Directive :: Update the listing from the line with "Ground bare tree. Each result should look like 191" to the line with "0 386 119 495", changing "chimney" to "stovepipe" and leaving everything else as it is. Return only those lines.

Data for the task ::
* Begin *
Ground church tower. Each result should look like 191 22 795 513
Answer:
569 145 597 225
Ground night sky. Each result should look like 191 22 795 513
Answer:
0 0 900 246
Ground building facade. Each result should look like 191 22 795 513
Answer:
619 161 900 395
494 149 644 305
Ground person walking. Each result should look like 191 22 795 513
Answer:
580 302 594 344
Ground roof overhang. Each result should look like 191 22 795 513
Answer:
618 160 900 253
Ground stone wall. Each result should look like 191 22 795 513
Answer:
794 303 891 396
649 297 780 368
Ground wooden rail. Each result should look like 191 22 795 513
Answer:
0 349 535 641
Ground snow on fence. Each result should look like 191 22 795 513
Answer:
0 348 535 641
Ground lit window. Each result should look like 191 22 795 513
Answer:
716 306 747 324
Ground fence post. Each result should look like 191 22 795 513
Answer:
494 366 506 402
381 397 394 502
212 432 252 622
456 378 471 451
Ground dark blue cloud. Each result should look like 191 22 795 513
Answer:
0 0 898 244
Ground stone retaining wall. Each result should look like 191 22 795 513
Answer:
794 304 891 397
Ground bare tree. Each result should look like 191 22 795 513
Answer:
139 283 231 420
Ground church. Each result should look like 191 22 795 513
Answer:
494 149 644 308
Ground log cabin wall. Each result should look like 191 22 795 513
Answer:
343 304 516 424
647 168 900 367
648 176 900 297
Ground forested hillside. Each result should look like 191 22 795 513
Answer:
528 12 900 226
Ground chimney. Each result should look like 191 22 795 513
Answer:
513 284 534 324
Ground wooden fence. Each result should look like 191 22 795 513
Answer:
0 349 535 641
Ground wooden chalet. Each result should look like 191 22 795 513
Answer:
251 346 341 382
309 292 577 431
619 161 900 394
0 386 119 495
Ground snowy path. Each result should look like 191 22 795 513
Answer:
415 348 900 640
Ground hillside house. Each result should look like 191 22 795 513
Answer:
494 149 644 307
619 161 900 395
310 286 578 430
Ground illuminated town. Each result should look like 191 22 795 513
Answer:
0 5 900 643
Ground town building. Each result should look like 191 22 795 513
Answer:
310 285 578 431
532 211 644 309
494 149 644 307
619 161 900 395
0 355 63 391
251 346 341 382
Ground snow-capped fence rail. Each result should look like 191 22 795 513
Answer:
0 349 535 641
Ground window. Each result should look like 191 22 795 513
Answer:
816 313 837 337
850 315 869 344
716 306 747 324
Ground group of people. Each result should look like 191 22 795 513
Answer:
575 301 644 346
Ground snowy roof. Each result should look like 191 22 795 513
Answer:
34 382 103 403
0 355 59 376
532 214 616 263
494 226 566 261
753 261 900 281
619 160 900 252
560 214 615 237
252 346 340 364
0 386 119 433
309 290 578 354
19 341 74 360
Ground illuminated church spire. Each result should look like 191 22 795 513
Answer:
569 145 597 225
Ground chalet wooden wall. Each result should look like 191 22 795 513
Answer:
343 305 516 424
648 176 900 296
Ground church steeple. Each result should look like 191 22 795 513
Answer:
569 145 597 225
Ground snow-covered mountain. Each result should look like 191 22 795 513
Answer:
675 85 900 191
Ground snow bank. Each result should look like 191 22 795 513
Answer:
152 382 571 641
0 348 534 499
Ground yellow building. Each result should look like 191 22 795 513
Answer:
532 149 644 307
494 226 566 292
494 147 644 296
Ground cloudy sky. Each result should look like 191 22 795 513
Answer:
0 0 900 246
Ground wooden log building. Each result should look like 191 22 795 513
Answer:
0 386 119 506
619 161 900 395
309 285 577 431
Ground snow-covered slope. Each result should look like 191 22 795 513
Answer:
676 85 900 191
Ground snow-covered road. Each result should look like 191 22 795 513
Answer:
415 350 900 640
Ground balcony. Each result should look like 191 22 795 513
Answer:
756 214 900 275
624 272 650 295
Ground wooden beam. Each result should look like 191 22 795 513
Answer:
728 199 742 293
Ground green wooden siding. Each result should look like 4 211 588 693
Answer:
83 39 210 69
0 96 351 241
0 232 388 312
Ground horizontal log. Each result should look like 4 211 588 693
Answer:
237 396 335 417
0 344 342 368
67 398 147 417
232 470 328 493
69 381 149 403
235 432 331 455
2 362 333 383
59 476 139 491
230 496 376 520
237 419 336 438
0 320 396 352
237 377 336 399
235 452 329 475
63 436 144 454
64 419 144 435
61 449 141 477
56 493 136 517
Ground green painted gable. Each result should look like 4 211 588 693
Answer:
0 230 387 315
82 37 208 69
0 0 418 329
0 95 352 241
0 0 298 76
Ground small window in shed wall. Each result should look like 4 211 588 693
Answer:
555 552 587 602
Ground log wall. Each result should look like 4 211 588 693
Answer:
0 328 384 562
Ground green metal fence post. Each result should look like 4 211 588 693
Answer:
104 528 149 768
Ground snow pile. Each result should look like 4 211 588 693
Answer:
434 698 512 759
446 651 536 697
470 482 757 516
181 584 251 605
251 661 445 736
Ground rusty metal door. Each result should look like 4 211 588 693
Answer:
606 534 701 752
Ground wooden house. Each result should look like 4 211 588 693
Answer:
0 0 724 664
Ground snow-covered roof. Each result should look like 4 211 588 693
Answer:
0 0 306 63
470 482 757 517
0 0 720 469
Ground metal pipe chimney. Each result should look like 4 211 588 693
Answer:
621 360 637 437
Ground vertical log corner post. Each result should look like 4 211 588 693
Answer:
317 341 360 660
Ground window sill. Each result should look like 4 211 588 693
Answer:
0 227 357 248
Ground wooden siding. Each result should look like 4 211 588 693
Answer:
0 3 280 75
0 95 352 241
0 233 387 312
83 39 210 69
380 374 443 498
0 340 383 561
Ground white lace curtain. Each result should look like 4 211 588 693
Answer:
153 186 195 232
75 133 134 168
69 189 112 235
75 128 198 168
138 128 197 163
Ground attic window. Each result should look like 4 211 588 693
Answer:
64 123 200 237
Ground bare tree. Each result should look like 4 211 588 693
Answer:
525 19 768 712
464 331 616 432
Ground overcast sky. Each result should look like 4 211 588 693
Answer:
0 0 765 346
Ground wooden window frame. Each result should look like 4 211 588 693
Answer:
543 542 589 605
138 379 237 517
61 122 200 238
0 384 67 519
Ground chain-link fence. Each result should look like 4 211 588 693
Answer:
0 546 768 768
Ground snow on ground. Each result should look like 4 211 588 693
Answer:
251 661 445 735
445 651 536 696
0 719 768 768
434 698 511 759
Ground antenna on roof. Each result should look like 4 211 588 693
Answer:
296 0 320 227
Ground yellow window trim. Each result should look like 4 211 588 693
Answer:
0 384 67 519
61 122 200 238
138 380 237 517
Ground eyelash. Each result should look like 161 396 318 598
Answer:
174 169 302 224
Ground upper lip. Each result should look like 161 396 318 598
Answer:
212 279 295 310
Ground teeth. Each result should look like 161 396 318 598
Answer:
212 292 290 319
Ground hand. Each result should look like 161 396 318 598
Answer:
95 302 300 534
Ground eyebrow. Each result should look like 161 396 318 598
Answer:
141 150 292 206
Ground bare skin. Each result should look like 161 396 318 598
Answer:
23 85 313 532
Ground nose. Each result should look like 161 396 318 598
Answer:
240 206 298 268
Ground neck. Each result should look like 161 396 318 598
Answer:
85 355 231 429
* End *
* Begin *
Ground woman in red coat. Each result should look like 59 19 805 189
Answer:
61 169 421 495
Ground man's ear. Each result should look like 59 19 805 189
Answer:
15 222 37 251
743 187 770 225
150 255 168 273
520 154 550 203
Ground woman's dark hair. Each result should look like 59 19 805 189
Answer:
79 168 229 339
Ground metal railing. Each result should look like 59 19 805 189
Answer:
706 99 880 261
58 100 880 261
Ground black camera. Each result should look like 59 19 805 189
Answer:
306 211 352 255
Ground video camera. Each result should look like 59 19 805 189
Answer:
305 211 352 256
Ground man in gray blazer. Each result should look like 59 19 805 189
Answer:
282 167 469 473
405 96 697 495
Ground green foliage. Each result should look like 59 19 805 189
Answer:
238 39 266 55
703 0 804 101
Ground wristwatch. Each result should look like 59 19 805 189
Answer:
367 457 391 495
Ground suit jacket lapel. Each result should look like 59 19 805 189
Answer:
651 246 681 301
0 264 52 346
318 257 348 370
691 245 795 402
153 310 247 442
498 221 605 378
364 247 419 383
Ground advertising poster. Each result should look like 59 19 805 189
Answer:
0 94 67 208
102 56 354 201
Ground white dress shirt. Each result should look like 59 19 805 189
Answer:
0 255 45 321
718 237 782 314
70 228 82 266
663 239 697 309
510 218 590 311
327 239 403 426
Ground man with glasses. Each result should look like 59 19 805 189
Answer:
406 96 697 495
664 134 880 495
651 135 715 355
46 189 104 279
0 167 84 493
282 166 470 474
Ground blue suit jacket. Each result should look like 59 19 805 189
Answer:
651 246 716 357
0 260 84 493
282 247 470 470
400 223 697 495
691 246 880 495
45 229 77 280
* End *
Response below ::
Ground bare tree. Each result should look like 191 22 795 513
Answer:
139 283 231 420
Ground church. Each result should look like 191 22 795 513
Answer:
494 149 644 308
Ground log cabin wall. Each result should look like 191 22 795 513
Answer:
343 304 516 424
647 168 900 367
648 176 900 297
Ground forested hillside. Each result should look like 191 22 795 513
Answer:
528 12 900 226
Ground stovepipe. Each result should look like 191 22 795 513
Answer:
513 284 534 324
Ground wooden fence. Each result should look like 191 22 795 513
Answer:
0 349 535 641
Ground wooden chalet. Each result should look like 191 22 795 513
Answer:
251 346 341 382
309 292 577 431
619 161 900 394
0 386 119 495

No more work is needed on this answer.